Stored records:

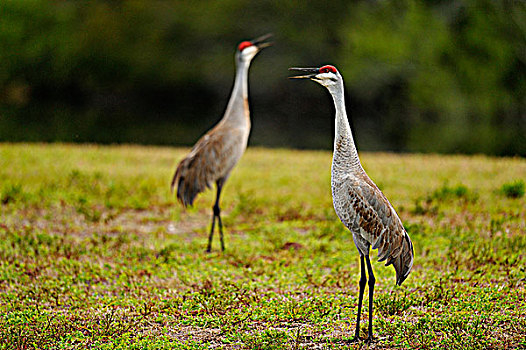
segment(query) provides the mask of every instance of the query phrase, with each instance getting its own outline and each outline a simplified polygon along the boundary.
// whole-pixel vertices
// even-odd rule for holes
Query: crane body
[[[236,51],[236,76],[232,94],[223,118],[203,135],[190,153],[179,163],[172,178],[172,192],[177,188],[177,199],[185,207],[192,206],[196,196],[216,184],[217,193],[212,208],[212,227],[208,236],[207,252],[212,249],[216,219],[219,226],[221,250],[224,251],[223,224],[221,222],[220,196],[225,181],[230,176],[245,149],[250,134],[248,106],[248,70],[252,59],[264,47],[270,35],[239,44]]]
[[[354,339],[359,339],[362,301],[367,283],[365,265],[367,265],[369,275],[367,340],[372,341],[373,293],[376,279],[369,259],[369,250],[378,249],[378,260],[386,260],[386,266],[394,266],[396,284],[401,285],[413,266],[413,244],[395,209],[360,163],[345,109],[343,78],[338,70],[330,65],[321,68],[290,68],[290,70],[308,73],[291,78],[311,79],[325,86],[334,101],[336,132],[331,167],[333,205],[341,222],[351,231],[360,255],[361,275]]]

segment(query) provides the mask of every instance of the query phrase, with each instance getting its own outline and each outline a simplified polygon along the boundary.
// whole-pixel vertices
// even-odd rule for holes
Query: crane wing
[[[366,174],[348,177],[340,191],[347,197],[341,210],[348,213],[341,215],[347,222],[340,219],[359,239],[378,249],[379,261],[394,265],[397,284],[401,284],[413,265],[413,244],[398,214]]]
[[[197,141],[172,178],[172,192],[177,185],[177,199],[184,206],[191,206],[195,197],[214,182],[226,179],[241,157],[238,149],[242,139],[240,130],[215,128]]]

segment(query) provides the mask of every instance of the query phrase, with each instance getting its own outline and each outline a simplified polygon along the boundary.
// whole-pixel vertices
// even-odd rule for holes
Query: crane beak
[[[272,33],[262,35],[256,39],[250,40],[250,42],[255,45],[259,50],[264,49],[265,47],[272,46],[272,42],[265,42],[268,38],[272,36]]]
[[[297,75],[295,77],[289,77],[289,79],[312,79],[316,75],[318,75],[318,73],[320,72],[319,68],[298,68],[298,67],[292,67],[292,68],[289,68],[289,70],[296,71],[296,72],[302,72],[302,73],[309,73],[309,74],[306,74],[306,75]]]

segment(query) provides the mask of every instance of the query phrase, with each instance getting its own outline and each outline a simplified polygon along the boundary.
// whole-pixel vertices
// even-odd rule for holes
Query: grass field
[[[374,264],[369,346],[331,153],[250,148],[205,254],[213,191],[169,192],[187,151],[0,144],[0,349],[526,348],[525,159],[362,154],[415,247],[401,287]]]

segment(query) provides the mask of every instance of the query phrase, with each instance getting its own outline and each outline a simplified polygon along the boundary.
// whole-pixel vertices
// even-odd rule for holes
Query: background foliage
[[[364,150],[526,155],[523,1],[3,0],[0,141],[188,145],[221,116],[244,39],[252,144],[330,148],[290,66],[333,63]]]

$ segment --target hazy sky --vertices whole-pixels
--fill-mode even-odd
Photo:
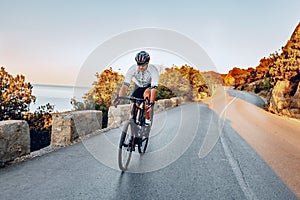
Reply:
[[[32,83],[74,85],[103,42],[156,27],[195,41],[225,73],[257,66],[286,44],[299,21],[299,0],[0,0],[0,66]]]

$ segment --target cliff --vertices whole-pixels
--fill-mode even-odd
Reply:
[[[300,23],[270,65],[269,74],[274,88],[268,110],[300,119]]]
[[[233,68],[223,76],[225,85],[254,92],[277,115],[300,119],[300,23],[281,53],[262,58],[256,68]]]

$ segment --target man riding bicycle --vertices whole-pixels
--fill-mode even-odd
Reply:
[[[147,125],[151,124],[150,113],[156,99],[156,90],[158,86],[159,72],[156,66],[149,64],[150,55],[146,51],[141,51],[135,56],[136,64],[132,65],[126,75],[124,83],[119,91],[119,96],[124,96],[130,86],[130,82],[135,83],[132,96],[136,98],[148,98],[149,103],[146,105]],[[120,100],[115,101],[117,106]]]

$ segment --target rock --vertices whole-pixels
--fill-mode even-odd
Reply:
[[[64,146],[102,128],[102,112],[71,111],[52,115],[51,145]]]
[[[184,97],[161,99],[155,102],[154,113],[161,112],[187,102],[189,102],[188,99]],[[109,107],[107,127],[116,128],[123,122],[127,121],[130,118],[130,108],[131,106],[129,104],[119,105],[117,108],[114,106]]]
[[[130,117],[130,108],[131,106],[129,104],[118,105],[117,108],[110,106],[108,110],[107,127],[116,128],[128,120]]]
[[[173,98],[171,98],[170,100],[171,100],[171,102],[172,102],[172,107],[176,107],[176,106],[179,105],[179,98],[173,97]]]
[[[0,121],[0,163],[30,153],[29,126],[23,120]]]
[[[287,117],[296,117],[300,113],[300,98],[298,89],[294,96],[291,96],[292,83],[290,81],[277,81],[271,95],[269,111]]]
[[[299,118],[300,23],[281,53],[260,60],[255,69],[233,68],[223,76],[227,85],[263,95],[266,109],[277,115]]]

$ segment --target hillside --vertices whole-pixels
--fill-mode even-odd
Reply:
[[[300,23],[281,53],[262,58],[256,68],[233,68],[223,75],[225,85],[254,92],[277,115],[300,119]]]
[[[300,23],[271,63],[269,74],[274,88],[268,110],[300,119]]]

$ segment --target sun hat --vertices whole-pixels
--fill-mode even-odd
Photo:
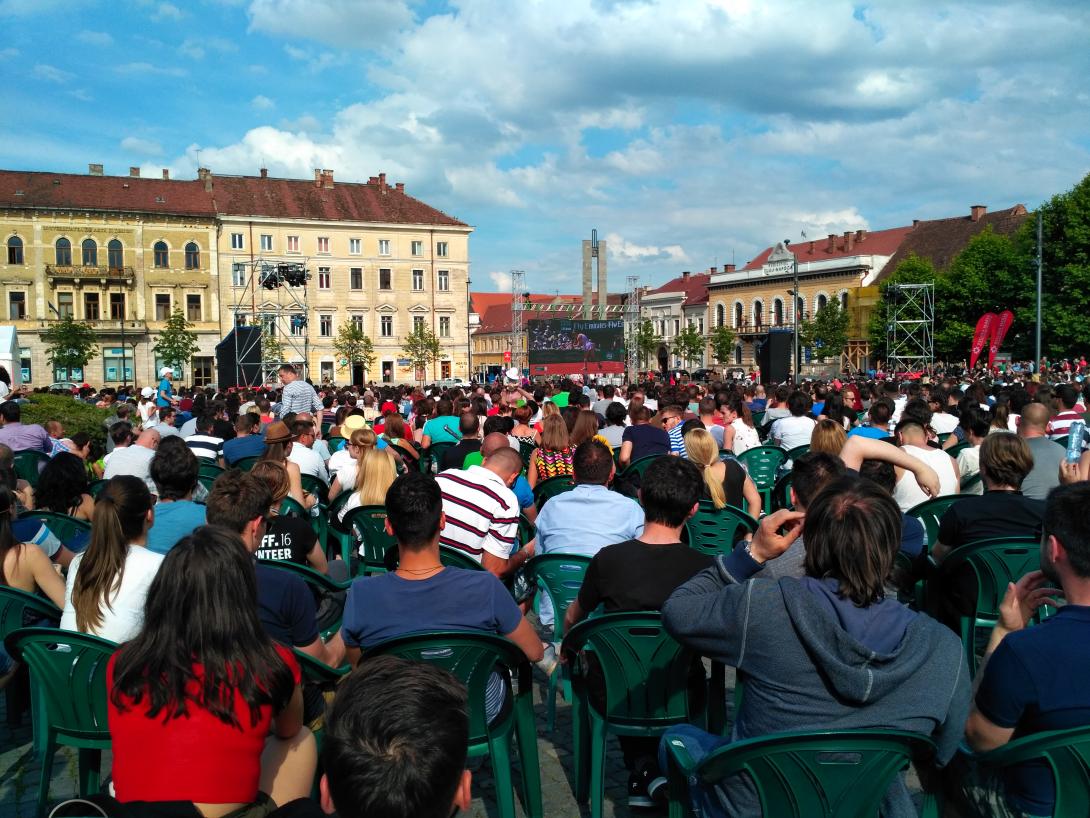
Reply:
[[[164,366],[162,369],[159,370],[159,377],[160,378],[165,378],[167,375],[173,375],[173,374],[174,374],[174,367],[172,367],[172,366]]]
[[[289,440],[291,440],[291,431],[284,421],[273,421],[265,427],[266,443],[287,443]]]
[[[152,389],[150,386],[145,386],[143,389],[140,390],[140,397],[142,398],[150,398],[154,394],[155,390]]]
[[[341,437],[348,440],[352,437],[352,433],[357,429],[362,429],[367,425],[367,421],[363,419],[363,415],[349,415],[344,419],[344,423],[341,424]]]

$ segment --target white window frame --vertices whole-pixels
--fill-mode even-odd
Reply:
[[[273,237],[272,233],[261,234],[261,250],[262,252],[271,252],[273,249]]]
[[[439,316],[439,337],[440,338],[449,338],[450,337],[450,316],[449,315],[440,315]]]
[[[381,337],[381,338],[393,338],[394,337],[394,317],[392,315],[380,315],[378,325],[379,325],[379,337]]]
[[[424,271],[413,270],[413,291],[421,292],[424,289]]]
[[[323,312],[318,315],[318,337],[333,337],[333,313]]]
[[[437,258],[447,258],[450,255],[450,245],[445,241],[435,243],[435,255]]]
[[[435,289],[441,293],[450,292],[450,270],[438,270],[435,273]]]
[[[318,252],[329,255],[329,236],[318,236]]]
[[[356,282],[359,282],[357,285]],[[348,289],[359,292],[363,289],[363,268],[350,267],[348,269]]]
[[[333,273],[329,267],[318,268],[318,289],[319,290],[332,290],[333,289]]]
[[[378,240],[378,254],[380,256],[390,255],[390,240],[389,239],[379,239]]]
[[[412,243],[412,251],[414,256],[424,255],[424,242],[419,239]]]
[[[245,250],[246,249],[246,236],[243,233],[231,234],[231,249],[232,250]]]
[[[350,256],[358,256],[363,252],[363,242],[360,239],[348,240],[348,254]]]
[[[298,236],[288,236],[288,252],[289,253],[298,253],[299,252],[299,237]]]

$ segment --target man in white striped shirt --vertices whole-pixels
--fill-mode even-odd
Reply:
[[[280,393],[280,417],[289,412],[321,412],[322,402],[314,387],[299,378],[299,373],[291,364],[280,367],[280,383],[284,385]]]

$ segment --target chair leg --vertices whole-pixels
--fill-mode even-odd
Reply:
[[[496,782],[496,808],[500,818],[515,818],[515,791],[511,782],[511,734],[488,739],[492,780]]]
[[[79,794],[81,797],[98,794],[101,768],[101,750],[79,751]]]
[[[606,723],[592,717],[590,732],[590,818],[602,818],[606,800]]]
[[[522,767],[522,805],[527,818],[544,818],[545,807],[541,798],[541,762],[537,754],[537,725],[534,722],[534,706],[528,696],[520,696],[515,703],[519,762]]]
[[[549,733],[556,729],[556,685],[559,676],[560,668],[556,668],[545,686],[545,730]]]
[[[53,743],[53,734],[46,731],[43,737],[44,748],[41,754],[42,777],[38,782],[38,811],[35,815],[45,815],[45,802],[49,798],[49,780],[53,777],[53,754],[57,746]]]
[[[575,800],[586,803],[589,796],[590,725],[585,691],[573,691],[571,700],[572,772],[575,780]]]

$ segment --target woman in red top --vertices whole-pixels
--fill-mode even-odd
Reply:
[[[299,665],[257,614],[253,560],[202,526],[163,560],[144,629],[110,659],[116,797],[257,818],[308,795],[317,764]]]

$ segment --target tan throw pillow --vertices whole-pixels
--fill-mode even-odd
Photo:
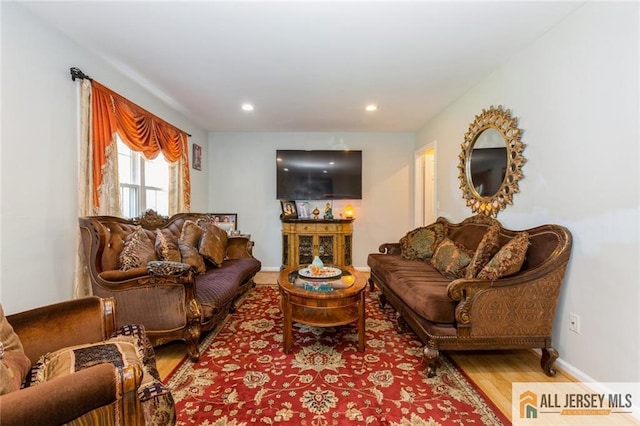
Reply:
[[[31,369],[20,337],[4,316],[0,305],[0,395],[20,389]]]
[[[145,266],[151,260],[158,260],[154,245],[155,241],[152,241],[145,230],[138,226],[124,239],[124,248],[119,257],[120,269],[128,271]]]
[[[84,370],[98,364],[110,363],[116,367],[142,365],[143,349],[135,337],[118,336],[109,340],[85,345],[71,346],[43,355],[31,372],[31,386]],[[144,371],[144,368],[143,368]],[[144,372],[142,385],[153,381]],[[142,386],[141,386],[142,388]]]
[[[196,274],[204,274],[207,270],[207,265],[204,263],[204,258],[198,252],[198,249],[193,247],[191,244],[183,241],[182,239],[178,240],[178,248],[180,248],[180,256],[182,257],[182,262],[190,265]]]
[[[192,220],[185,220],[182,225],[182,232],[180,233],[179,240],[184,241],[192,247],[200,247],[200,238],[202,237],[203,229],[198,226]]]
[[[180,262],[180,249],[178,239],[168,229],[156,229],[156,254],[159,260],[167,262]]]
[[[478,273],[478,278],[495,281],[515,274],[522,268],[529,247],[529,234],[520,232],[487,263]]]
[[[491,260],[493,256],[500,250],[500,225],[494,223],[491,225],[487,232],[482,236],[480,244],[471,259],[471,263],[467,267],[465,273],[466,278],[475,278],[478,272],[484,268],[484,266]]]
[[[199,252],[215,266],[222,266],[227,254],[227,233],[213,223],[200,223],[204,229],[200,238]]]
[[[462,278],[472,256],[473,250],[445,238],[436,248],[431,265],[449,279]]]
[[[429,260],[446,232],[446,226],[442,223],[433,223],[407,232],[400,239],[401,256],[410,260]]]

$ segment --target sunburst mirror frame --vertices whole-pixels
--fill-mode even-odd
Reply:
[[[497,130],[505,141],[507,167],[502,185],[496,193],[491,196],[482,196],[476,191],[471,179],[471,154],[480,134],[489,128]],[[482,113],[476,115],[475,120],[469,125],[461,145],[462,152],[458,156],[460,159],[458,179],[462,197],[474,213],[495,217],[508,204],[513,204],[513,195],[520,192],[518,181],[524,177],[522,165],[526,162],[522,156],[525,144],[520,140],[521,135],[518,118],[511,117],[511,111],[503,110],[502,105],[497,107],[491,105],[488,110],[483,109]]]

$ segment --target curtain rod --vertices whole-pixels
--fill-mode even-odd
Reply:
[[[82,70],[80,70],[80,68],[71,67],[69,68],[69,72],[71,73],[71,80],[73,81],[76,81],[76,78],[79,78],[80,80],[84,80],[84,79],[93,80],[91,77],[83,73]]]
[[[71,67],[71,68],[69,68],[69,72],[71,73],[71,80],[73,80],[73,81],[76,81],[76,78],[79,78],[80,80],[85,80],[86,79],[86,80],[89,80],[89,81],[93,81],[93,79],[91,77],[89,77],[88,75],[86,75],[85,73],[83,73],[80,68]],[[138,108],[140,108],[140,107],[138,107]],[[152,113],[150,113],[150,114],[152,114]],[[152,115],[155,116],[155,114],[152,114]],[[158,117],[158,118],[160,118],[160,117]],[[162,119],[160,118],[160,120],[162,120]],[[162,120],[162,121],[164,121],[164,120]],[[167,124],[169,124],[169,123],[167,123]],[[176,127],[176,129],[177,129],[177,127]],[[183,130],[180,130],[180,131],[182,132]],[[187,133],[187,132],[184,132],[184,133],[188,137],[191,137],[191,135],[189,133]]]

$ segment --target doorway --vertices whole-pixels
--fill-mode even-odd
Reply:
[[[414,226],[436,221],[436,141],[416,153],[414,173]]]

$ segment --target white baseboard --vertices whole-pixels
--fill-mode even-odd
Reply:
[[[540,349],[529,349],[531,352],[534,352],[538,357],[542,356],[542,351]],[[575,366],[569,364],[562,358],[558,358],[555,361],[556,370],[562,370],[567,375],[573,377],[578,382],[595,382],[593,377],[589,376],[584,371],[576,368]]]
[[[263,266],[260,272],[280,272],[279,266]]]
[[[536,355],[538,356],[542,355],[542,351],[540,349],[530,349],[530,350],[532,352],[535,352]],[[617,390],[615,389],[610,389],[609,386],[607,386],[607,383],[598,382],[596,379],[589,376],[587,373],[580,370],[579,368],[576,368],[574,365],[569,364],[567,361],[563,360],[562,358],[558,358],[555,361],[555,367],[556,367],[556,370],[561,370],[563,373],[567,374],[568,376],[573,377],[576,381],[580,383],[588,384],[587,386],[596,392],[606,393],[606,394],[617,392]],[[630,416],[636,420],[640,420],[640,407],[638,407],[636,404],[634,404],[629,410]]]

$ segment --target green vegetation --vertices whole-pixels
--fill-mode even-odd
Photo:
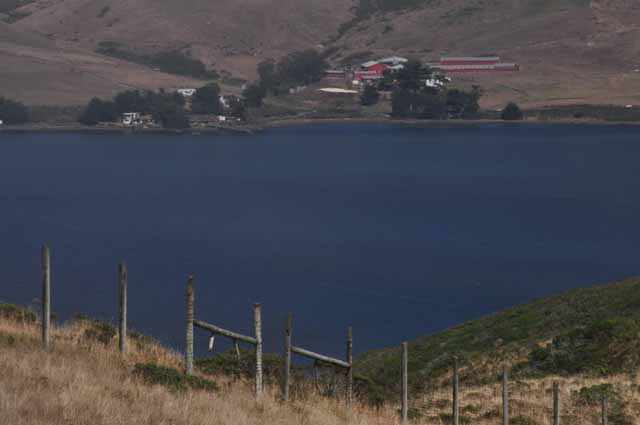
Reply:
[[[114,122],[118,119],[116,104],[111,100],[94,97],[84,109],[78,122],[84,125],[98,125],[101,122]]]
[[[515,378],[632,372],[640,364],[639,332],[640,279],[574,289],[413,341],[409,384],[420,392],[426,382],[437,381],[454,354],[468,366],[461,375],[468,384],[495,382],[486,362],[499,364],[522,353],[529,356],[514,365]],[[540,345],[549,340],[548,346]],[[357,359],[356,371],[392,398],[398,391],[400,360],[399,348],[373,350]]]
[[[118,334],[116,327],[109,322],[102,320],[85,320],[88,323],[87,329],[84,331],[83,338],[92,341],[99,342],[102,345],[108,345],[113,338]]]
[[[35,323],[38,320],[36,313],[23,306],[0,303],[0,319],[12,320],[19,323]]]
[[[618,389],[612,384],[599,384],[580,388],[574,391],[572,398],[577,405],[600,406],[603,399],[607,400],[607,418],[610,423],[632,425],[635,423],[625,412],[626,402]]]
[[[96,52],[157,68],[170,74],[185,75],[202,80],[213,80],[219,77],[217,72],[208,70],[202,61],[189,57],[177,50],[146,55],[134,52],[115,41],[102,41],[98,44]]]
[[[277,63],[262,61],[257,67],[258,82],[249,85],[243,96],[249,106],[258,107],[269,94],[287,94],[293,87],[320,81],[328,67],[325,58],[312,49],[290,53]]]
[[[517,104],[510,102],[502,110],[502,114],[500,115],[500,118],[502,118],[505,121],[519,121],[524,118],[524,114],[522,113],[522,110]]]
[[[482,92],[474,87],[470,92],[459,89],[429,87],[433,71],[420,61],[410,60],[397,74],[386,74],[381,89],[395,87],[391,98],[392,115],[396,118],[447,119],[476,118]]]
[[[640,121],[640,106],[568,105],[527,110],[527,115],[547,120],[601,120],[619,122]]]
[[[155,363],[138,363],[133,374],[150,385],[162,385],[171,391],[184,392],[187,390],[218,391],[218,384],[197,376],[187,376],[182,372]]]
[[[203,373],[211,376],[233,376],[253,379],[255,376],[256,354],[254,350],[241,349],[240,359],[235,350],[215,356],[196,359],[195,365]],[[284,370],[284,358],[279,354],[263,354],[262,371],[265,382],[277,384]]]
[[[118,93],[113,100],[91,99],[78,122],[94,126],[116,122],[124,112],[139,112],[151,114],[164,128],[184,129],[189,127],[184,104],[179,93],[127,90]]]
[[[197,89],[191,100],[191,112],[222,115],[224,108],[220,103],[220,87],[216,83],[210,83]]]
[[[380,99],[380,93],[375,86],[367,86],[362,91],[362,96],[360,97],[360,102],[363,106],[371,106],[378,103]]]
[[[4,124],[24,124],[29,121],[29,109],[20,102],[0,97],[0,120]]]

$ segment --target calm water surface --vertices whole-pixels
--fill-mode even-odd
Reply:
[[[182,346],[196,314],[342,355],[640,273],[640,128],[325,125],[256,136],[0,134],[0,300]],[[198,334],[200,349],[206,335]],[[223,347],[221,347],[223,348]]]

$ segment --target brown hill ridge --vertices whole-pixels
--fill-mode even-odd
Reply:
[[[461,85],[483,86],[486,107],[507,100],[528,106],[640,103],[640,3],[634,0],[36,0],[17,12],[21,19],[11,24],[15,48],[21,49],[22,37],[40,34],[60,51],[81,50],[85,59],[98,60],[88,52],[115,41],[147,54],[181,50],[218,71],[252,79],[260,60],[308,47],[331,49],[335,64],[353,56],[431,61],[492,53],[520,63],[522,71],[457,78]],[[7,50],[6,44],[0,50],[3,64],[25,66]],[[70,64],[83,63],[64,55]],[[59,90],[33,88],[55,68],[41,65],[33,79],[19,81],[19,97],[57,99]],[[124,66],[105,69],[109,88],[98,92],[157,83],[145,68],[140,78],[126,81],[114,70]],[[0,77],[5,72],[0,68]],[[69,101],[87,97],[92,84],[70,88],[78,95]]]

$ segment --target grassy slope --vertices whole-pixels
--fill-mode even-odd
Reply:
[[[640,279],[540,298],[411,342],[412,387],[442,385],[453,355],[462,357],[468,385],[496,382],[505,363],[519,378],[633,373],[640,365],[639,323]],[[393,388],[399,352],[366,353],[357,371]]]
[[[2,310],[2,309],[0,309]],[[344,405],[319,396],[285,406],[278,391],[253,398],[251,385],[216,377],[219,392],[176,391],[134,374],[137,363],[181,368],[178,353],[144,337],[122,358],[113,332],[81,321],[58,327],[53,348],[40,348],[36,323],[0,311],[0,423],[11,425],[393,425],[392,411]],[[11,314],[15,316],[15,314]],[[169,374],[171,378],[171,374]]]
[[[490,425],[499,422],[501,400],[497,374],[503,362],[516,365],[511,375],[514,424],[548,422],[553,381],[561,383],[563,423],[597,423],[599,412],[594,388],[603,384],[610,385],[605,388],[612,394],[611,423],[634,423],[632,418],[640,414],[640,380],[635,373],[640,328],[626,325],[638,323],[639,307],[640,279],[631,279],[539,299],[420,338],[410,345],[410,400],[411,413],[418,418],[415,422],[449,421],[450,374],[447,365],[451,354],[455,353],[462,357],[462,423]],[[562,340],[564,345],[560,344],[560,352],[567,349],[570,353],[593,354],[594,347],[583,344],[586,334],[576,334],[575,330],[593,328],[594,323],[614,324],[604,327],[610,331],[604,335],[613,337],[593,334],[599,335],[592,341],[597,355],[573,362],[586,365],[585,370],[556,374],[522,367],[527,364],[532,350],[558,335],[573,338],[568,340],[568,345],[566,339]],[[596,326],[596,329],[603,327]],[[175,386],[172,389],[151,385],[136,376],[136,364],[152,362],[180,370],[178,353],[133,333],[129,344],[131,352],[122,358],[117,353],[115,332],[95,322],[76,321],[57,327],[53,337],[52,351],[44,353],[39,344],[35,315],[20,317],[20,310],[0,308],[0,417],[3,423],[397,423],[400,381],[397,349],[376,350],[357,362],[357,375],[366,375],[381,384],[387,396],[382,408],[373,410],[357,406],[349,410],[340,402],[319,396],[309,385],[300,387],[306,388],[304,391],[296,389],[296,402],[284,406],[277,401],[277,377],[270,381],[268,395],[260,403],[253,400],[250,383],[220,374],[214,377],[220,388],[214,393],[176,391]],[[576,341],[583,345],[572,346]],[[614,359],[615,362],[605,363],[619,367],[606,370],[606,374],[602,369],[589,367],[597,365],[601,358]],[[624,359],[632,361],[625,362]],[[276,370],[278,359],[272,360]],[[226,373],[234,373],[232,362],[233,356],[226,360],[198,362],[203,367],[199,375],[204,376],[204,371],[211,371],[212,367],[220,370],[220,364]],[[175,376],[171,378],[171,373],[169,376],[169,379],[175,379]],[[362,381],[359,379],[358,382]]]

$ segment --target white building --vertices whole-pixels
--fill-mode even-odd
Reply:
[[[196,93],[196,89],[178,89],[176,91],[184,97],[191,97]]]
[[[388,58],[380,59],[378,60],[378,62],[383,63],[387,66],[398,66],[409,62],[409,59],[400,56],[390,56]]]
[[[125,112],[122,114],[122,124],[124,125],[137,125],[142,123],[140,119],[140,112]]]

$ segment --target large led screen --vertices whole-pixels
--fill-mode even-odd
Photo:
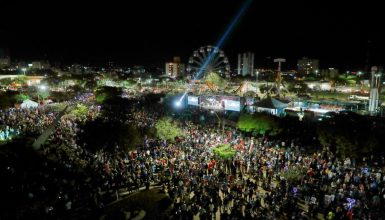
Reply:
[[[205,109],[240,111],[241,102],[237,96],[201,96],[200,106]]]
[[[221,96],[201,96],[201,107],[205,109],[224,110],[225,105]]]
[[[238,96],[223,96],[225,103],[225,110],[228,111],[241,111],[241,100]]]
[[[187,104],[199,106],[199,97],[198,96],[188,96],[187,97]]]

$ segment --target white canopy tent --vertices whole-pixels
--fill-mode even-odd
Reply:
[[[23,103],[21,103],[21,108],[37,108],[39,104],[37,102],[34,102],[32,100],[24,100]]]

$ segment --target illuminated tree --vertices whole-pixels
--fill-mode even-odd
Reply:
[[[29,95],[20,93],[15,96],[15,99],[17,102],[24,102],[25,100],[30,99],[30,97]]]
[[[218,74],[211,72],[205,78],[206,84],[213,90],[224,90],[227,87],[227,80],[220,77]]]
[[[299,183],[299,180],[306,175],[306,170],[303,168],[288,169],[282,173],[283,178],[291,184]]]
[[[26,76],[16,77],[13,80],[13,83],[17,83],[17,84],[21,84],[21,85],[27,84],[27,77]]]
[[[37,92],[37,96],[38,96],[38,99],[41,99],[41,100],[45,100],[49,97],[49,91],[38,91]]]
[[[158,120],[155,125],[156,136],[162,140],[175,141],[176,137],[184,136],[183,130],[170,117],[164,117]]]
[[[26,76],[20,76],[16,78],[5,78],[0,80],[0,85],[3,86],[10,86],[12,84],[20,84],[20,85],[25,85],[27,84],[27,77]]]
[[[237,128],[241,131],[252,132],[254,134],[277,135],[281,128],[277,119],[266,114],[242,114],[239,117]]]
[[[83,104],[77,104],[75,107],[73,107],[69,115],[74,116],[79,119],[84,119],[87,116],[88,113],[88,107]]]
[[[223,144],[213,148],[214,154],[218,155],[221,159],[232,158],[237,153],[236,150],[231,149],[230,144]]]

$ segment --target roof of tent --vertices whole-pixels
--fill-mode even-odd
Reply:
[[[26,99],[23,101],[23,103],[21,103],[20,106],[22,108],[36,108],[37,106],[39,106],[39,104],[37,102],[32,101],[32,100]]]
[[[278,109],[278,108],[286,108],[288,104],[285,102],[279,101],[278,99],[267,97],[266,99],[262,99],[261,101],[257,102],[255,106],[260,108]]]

▶ _WORK INSTRUCTION_
Count the lines of these entries that hold the string "white", and give only that number.

▶ _TASK RESPONSE_
5